§ **Extrait de page**:
┏━━

Plus de 1,3 million de Syriens se sont réfugiés dans les Etats voisins de la Syrie, selon le Haut Commissariat des Nations-Unies pour les réfugiés.
(Photo: Reuters)
Fayrouz Omar, docteur en psychologie
« J’ai vu une crise qui se manifeste par l’absence de nourriture et d’eau, malgré tous les efforts d’appui et de soutien déployés. On était aux frontières entre la Syrie et la Turquie. Pas de ventilateur, pas de réfrigérateur, pas de radio et pas d’électricité. Tous les jours après le coucher du soleil, le camp se transforme en tombeau noyé dans l’obscurité. Les réfugiés syriens utilisent des cuisinières à gaz pour préparer à manger, ce qui a déjà provoqué des incendies dans des tentes, des blessés et même des morts. Sous les tentes, une chaleur insupportable. Ce manque d’infrastructure et d’eau potable a engendré une recrudescence des maladies. Au camp, il n’y a presque pas de toilettes : on compte environ un cabinet de toilette pour 2 000 personnes. Les réfugiés ont fui sans avoir le temps de prendre le minimum vital. Ils n’ont pas de vêtements, et je n’exagère pas. L’absence de services inclut aussi l’absence d’éducation. Seule une formation primaire très médiocre est dispensée aux enfants.

┗━━

§ **Travail demandé**:
Reprenez le témoignage sur les réfugiés syriens à partir de sa dernière phrase et écrivez la suite. Les enregistrements ne servent à rien ici.

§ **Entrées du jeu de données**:

┏━━

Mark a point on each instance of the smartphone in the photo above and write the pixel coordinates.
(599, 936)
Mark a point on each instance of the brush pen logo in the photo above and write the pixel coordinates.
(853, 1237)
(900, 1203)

┗━━

§ **La réponse**:
Les Syriens ont pour la plupart perdu un proche, voire plusieurs, dans le conflit. Ils vivent dans la hantise que leur camp soit bombardé un jour. Ils gardent tous une mémoire vivace des bombardements et de bruit des tirs de fusils. Perdu ... on est perdu, c’est ce que j’ai entendu une dizaine de fois. J’ai dit à l’une des réfugiés : Que dieu vous récompense par le paradis. Elle a répondu : Notre place, la perte, est plus belle que le paradis. L’absence de soutien psychologique à ces personnes traumatisées est extrêmement préoccupante ».
Moustapha Al-Naggar, dentiste et ancien député au Parlement
« Au camp Qah à Adleb en Syrie, un soldat, dissident de l’armée syrienne, nous a raconté comment il a refusé de participer aux massacres contre son peuple. Il a quitté le pays avec sa famille de 8 personnes. Ils cherchent à fuir la mort, ils ont espéré trouver de l’aide dans ce camp de réfugiés. Il paraît que la mort nous suit partout, me disait le soldat.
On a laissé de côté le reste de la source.